THE DATA: Begin

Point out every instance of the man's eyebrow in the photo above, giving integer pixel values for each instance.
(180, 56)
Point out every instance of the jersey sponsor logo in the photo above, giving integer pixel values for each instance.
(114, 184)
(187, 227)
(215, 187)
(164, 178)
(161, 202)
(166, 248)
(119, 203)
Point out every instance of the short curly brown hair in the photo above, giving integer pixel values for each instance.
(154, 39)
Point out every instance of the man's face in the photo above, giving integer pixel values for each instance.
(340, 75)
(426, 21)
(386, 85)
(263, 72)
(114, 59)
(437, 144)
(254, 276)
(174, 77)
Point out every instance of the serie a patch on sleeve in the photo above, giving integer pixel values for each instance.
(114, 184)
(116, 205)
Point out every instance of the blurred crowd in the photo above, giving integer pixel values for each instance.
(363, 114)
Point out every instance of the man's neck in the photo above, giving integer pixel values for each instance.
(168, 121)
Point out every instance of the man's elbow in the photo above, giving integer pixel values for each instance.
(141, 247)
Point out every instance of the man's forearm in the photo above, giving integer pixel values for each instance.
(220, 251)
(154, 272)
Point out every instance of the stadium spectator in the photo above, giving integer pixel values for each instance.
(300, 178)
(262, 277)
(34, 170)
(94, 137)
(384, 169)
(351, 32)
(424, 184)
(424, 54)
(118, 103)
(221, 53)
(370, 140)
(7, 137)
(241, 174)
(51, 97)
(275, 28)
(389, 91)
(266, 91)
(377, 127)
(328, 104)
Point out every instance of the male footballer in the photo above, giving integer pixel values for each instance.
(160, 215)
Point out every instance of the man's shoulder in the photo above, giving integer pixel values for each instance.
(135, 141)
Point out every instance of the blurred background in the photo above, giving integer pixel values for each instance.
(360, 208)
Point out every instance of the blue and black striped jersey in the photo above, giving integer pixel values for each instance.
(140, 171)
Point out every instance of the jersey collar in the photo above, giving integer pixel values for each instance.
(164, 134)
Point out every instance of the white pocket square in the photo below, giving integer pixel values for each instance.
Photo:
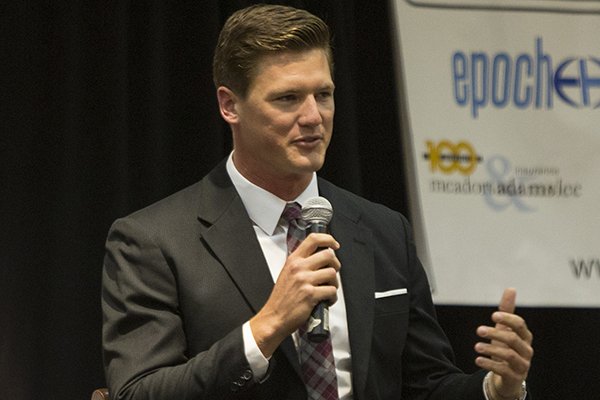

THE DATA: End

### HOW TO COMPLETE THIS TASK
From the first line above to the last, copy the records exactly but omit the pictures.

### SOLUTION TO THE PROBLEM
Point out every instance of the man's eyebrow in the photo above, giving integer pixel values for each instance.
(180, 56)
Point out every instance of the jersey sponsor logo in the photo above, giving integer pixel values for each instance.
(114, 184)
(187, 227)
(215, 187)
(164, 178)
(161, 202)
(166, 248)
(119, 203)
Point out every instance of the short curly brown hair in the photo above, giving integer pixel values for each instance.
(154, 39)
Point out every instance of the man's face in the photo above, giving integer pixel values for each instance.
(340, 75)
(426, 21)
(386, 85)
(263, 72)
(114, 59)
(437, 144)
(254, 276)
(174, 77)
Point out every instance of the serie a patch on sleeve in the photo above, giving integer pixel values for each instance.
(114, 184)
(116, 205)
Point out every instance of the blurred crowd in the photo above, giving integer pixel values for each instance.
(363, 114)
Point out every instance of the man's neck in the photo above, giving integer pixel values for each instance.
(168, 121)
Point out every instance of the man's elbow in the photo above, giving integer pixel values for each instance.
(141, 247)
Point out every instance of the man's forearm in the photo above, giving integer pixel values for each instance.
(220, 251)
(154, 272)
Point out every instance of the stadium spectator in the photo above, giving integer pixel values for each instance.
(300, 178)
(262, 277)
(34, 170)
(94, 137)
(384, 169)
(351, 32)
(424, 184)
(424, 54)
(118, 103)
(221, 53)
(370, 140)
(7, 137)
(241, 174)
(51, 97)
(275, 28)
(389, 91)
(266, 91)
(377, 127)
(328, 104)
Point out every instance of the male footballer in the photo above, giving integer pixel values for each instance.
(160, 215)
Point out every instance of the man's shoulder in the photo above, giving integer pixel values for each instance.
(135, 141)
Point out every instance of the blurred background in the photo above, giving integer pixel values for each instance.
(360, 208)
Point out every instance of the blue and black striped jersey in the photo above, giving integer pixel values for each instance.
(140, 171)
Point out every instance of the jersey collar in the photo above, giving integer pixel values for each instance.
(164, 134)
Point out every instance of the white pocket square in the photo below, giving integer pixel values for each instance.
Photo:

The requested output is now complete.